:: Work instructions ::
Within the entries that follow, show each line where the word "floor" occurs.

□ □ □

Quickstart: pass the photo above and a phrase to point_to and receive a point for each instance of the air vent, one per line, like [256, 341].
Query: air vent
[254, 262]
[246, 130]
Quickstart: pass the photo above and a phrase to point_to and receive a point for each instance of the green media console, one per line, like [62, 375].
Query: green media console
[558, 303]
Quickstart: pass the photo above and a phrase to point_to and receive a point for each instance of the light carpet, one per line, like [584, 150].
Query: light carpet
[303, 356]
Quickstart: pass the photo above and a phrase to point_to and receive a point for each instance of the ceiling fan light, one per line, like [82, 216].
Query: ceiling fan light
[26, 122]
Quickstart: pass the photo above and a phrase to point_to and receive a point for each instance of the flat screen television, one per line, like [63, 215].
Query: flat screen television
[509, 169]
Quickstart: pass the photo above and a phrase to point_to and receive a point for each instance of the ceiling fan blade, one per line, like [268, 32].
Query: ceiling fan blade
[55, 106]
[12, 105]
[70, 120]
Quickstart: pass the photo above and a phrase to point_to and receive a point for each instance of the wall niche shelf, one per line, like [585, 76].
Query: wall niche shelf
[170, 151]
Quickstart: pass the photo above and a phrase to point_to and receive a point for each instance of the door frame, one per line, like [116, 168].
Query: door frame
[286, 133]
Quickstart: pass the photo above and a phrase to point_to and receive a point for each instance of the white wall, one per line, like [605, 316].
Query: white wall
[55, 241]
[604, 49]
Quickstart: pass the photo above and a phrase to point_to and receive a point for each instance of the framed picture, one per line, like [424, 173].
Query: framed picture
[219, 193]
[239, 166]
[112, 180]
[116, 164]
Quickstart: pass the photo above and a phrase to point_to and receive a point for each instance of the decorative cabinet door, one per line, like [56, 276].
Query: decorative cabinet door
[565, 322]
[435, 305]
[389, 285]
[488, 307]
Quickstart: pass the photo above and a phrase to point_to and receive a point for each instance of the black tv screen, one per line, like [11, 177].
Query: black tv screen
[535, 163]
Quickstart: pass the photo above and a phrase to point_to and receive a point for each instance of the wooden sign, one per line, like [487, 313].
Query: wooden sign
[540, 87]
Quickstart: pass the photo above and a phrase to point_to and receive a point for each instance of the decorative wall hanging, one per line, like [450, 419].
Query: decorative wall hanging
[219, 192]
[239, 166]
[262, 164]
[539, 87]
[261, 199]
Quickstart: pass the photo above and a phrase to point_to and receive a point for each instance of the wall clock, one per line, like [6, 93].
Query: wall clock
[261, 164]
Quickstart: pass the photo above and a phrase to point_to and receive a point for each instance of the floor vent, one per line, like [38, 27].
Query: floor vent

□ □ □

:: Response to this exercise ::
Quickstart: pass the photo above and a phrase to point_to and receive a point for each instance of the floor vent, one per line, like [38, 27].
Query: floor vent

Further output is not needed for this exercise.